EXTRACTED ENTRIES:
══════

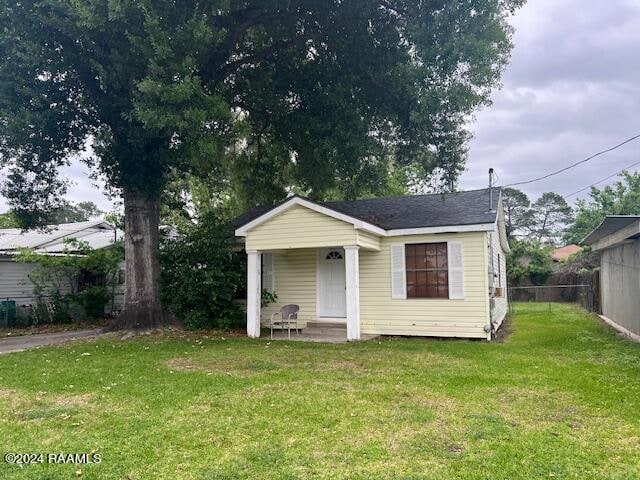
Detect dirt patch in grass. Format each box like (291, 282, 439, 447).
(52, 392, 94, 407)
(164, 356, 277, 377)
(0, 388, 17, 400)
(493, 314, 513, 343)
(321, 359, 367, 371)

══════

WHAT TO DO:
Each entry must be retyped word for word, with every image omitted.

SOLVED PROBLEM:
Detect dirt patch in grass. Format each box like (291, 282, 439, 447).
(52, 392, 94, 407)
(164, 356, 277, 377)
(0, 388, 17, 400)
(493, 314, 513, 343)
(321, 359, 367, 371)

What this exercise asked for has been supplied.